▶ What the task requires
Copy every line of the records below that contains the string "floor". Matching is case-sensitive.

▶ Source material
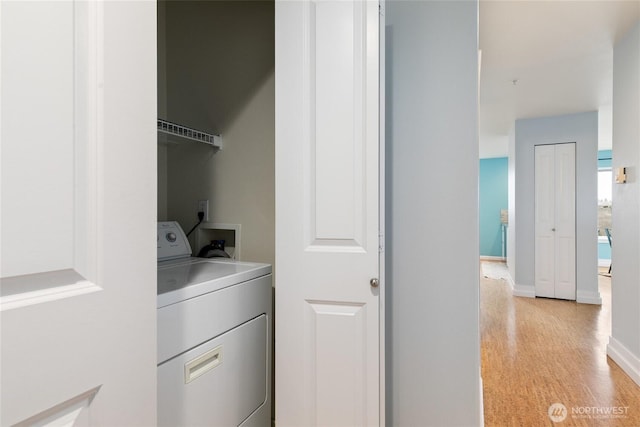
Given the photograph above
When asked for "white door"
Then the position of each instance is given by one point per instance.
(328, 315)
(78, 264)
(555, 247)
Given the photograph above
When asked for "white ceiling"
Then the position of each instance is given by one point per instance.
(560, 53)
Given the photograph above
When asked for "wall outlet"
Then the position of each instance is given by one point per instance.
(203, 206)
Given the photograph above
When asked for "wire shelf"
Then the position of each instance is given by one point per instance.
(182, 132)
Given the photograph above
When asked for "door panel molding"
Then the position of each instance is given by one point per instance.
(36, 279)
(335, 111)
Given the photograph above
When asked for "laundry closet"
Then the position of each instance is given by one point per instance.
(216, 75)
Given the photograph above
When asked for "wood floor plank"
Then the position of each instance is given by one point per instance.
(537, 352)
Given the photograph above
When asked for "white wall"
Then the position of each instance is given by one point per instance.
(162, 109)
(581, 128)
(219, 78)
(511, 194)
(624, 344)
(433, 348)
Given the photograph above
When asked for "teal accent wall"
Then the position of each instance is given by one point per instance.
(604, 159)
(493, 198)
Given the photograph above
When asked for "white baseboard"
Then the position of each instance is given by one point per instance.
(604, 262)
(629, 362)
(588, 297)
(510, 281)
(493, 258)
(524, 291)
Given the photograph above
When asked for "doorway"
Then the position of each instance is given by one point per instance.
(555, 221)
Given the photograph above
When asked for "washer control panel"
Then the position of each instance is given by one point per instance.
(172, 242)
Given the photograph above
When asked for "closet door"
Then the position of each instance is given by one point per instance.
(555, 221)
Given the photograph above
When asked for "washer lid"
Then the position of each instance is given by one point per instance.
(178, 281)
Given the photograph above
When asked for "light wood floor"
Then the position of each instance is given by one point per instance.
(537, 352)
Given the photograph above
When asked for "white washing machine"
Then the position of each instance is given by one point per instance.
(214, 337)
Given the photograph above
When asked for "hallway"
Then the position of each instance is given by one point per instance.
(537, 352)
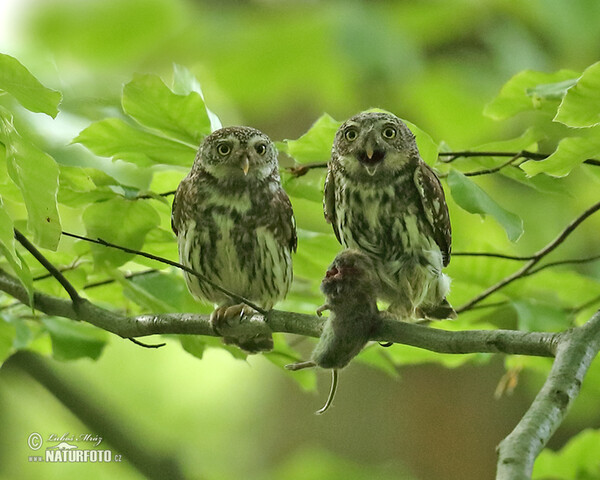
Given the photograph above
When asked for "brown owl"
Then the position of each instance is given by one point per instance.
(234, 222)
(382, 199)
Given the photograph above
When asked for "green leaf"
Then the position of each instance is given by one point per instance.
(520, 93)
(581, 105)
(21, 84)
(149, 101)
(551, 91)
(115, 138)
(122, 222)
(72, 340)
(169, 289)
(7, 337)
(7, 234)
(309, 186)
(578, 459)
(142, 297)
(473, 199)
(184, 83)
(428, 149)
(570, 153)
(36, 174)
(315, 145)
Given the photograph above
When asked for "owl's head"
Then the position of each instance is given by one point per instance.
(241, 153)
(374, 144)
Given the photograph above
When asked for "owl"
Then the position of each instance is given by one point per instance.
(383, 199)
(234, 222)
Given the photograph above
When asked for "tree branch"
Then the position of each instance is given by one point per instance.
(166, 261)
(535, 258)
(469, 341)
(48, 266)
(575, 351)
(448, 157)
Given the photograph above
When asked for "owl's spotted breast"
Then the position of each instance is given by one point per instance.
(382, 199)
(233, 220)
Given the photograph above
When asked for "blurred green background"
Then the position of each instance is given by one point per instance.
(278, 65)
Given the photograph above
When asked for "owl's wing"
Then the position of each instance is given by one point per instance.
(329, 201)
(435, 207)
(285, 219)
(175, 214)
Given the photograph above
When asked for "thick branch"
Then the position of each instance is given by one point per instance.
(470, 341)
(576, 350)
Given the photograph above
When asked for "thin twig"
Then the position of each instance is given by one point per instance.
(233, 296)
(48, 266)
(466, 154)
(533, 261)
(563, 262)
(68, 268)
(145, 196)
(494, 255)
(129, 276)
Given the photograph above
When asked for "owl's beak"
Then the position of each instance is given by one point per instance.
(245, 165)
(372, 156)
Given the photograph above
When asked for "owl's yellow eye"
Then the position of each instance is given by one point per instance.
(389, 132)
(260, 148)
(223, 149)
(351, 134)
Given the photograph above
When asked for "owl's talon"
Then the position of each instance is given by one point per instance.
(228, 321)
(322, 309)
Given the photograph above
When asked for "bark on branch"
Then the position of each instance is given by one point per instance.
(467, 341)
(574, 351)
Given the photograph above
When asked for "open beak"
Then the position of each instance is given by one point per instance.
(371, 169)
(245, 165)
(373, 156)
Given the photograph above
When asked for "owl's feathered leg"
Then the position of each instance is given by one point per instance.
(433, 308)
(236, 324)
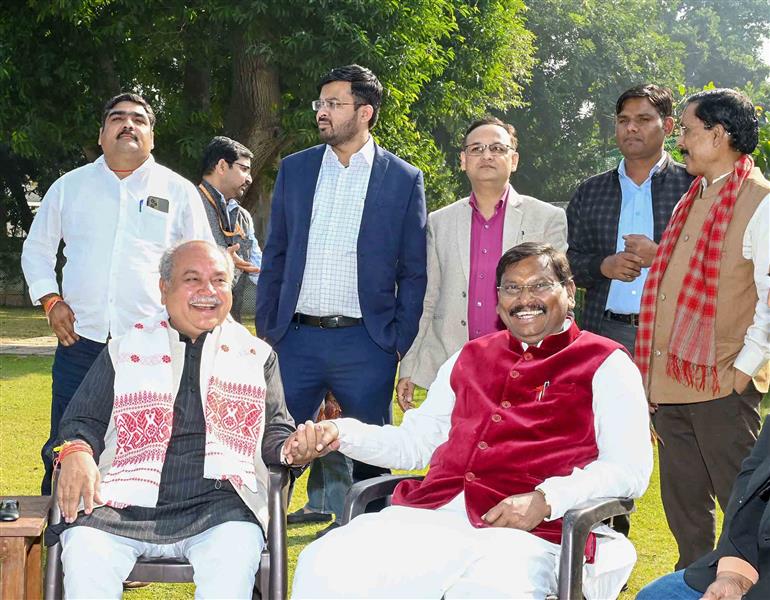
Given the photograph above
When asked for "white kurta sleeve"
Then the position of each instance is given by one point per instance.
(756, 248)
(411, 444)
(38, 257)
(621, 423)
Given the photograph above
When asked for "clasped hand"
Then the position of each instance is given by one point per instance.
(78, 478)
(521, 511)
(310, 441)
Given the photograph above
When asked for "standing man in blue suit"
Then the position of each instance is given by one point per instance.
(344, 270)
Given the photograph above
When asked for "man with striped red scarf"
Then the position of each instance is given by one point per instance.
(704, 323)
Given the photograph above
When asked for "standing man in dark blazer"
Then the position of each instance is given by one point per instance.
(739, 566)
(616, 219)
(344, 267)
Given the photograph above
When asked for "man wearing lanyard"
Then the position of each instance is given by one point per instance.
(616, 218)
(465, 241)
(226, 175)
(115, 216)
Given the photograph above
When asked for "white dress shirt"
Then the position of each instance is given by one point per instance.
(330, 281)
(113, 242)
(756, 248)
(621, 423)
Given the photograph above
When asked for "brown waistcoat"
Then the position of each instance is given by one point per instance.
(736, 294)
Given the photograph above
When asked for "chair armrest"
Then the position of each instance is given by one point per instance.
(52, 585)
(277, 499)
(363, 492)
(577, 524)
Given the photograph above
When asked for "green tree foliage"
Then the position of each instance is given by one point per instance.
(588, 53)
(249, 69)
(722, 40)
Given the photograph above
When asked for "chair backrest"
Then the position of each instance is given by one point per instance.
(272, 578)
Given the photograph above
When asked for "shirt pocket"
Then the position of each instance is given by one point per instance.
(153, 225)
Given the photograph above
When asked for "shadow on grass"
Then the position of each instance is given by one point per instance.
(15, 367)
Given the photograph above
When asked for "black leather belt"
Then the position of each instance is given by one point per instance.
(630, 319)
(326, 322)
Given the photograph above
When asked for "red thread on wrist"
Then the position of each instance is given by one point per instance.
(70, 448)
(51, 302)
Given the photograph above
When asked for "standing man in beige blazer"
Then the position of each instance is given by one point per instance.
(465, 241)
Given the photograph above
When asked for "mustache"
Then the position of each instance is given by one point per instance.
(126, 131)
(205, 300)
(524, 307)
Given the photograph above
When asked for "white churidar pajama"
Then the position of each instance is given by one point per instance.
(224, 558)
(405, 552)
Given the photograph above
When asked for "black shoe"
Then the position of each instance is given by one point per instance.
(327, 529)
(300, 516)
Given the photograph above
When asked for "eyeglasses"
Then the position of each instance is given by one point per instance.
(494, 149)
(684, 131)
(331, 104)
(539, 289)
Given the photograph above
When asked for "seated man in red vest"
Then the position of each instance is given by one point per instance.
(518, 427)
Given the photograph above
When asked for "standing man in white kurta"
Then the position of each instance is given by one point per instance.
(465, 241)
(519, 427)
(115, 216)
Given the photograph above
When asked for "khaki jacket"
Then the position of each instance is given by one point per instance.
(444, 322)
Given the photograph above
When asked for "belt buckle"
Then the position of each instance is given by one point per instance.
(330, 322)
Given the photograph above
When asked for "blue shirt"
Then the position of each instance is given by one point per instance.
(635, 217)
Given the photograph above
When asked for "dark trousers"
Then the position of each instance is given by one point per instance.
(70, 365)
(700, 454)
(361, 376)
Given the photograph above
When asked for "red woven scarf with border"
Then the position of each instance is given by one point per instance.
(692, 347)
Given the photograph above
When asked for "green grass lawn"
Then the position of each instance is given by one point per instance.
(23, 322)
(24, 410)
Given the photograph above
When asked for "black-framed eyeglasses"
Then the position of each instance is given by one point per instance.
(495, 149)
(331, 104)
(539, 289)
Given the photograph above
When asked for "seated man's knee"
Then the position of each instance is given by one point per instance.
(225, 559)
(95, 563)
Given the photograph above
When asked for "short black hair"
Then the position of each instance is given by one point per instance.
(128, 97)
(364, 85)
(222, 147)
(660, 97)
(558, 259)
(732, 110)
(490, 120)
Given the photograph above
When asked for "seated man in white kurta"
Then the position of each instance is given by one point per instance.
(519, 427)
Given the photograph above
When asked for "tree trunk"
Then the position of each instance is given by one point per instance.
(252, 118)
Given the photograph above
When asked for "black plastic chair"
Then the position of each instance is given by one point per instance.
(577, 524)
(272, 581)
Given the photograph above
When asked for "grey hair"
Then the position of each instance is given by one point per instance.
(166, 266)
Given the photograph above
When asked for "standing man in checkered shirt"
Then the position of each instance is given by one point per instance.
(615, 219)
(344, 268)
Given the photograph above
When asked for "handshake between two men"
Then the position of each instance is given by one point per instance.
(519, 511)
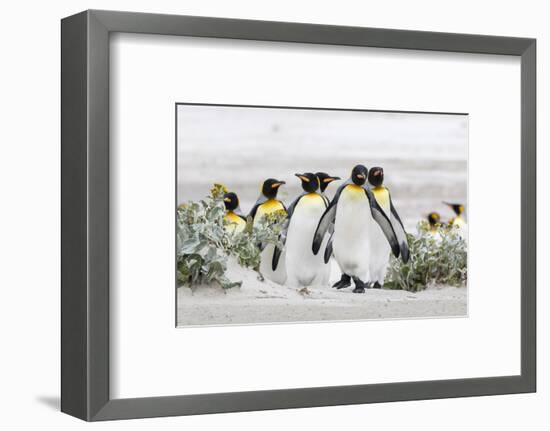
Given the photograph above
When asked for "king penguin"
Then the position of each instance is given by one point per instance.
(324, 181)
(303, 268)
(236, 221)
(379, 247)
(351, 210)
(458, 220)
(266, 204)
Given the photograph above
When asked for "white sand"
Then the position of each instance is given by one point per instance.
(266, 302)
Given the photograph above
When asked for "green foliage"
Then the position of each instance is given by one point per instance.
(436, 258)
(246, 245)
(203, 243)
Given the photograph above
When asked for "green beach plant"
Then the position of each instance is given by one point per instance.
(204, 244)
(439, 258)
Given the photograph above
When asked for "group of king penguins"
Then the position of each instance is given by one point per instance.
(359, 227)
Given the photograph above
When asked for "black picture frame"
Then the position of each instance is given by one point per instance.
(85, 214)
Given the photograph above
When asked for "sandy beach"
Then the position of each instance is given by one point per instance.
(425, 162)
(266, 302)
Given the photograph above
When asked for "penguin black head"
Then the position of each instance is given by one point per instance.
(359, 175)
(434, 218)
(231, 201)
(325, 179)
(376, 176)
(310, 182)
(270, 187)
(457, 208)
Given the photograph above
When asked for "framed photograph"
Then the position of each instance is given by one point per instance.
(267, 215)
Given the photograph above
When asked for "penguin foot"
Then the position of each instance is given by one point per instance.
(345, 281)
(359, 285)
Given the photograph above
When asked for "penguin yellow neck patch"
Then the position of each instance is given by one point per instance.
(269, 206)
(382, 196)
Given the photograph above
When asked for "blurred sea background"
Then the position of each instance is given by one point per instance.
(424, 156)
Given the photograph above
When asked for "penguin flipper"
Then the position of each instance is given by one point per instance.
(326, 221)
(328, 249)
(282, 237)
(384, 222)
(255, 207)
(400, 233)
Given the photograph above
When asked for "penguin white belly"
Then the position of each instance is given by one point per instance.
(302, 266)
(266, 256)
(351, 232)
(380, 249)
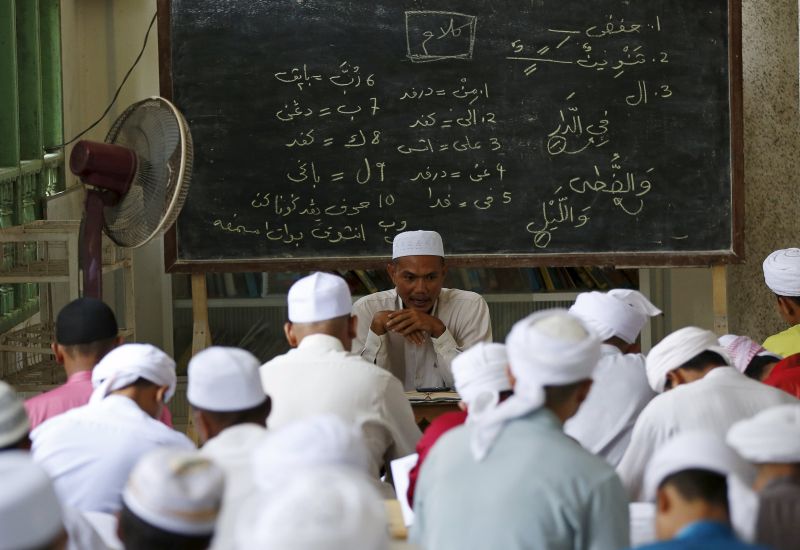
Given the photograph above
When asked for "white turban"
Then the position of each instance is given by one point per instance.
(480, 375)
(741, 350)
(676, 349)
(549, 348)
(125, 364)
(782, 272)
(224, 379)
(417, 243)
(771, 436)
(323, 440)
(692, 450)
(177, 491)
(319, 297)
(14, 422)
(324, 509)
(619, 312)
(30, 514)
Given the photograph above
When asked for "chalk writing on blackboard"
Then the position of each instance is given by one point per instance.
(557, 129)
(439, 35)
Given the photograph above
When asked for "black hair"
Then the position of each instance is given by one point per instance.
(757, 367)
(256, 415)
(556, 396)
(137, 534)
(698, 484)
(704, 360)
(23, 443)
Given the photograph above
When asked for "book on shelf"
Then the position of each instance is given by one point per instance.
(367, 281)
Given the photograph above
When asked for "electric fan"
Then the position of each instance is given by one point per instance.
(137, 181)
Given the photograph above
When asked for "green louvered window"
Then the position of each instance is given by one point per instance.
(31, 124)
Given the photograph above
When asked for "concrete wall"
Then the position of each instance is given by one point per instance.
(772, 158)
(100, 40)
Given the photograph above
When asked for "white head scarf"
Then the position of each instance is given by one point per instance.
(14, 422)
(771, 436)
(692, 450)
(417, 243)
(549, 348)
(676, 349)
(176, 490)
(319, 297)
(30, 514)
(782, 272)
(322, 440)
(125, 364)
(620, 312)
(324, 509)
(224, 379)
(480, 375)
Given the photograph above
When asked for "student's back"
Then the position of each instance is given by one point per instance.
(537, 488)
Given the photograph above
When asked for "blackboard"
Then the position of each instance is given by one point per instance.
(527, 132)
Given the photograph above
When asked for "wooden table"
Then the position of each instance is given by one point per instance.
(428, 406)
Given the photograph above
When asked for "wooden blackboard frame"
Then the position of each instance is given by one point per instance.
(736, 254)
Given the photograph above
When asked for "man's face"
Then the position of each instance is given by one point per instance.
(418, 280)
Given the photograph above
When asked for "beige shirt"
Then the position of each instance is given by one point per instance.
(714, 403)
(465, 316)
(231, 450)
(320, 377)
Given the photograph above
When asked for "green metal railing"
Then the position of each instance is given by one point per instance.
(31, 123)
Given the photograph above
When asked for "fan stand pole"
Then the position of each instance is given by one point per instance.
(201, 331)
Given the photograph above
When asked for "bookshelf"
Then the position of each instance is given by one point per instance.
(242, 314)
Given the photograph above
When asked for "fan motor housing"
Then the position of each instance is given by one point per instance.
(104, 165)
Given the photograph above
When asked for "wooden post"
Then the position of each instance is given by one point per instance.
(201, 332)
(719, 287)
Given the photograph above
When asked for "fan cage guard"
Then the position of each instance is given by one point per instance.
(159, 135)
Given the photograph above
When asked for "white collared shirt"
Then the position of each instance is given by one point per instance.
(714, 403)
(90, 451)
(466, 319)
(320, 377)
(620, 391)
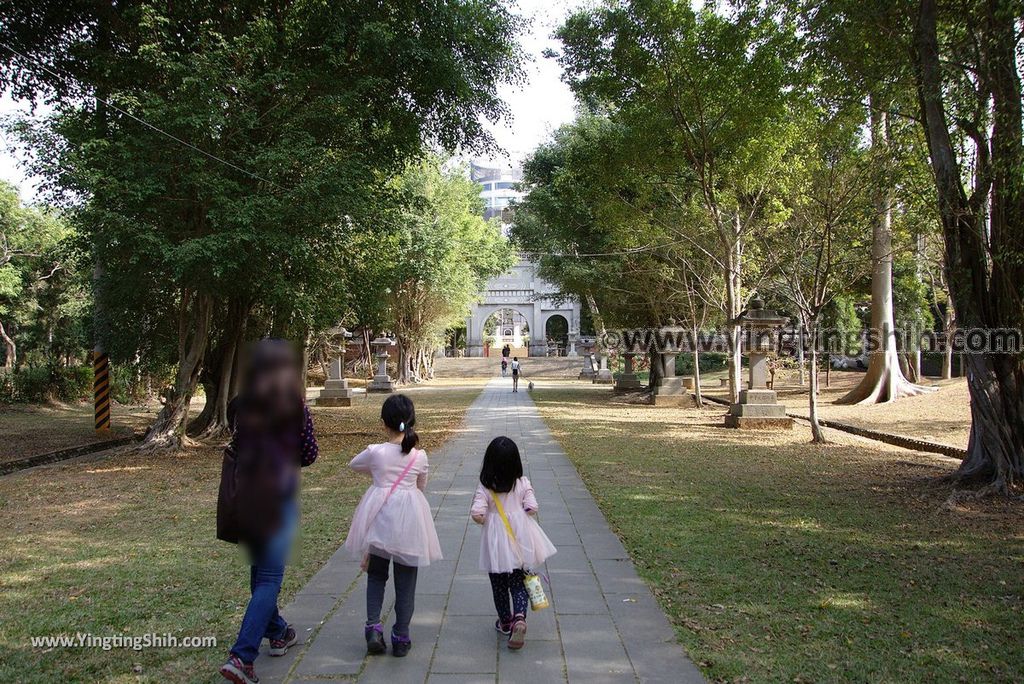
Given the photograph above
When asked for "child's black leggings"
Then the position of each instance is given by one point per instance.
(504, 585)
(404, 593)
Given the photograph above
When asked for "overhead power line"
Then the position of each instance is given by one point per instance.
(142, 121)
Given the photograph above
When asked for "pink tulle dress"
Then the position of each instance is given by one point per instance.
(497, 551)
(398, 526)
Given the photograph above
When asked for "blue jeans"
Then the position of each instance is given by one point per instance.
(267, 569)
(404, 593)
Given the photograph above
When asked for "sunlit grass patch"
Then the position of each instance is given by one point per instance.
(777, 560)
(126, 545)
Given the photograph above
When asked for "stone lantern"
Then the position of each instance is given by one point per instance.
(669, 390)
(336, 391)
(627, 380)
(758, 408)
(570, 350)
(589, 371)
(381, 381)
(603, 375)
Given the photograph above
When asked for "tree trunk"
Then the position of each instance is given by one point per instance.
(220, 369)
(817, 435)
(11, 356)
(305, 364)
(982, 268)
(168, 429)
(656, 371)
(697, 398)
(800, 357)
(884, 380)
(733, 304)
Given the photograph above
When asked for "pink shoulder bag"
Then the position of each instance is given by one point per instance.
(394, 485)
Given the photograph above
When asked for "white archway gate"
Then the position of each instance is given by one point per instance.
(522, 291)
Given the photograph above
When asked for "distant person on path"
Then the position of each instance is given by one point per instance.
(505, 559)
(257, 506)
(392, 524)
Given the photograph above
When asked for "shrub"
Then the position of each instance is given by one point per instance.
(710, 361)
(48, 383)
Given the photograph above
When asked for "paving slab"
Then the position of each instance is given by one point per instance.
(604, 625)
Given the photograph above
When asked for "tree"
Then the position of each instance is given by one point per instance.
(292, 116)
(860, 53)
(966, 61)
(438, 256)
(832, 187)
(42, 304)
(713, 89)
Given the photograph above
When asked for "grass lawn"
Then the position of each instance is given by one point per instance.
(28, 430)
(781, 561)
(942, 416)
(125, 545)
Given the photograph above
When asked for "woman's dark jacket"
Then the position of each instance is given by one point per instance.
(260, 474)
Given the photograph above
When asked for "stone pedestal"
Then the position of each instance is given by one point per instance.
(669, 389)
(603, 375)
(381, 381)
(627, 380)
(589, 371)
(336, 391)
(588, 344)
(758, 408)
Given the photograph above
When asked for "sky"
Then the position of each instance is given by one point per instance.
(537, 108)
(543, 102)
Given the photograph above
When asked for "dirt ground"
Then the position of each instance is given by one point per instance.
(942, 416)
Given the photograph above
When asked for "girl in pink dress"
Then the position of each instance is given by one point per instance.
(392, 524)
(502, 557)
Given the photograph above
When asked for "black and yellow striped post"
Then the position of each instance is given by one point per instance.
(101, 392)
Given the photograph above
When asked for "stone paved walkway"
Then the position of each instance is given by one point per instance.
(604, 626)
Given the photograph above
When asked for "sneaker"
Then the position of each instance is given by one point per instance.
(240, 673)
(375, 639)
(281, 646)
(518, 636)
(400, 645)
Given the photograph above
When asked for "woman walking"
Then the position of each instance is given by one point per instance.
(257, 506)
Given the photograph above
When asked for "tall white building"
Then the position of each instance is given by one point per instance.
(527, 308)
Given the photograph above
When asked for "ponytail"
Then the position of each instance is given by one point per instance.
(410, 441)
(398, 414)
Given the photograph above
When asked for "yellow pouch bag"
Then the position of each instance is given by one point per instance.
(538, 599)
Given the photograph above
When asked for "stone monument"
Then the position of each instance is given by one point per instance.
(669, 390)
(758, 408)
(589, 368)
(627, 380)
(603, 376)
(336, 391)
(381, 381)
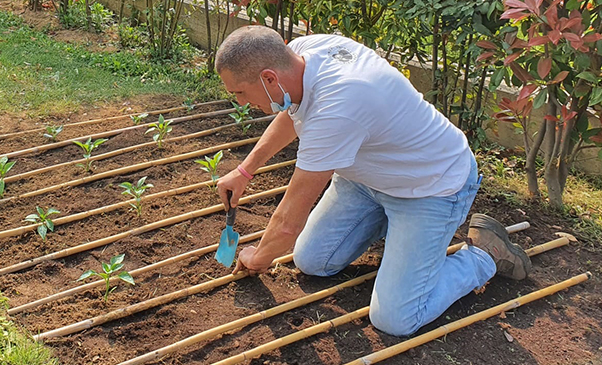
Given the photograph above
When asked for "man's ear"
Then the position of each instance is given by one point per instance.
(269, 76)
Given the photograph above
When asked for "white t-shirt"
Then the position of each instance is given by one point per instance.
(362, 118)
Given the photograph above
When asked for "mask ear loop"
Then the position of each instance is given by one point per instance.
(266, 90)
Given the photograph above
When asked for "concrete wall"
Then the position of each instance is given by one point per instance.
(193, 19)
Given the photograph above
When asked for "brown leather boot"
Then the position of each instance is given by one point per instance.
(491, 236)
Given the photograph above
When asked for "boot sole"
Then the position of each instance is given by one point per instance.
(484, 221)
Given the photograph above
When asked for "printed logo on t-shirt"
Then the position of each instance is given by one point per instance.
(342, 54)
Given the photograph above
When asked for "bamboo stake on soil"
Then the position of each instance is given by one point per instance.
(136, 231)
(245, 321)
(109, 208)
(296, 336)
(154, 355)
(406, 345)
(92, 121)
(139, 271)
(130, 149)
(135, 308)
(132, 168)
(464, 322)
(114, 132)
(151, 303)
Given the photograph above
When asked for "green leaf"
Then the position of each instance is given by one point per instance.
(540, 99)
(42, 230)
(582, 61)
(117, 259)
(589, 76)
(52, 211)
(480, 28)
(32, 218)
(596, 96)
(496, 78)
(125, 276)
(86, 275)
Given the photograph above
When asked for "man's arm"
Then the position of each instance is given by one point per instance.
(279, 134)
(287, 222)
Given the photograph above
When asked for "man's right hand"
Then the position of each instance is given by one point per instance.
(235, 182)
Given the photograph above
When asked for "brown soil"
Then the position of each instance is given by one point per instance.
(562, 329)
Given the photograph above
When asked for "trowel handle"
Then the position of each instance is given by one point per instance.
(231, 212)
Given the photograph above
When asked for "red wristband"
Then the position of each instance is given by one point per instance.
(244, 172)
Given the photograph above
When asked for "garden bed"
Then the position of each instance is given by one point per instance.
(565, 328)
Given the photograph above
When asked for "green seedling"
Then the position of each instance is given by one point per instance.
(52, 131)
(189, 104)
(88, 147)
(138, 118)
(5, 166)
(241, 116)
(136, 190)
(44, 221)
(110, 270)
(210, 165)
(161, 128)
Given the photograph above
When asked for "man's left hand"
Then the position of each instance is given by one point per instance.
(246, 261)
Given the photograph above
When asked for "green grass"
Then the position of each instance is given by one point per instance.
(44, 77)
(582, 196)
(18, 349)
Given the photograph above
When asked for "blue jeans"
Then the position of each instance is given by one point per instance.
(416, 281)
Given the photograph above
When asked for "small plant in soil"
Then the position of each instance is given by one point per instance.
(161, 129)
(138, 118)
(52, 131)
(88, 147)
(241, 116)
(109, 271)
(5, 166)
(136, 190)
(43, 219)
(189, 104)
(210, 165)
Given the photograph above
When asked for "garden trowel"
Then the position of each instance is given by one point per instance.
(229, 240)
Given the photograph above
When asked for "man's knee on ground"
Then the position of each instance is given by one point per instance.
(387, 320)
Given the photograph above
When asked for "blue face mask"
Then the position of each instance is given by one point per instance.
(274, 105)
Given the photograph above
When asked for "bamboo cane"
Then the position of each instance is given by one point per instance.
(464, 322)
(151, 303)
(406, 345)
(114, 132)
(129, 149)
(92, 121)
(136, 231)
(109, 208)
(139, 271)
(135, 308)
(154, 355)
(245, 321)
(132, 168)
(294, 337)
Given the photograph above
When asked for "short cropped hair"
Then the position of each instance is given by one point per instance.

▶ The result
When asked for "wood floor plank"
When asked for "light wood floor"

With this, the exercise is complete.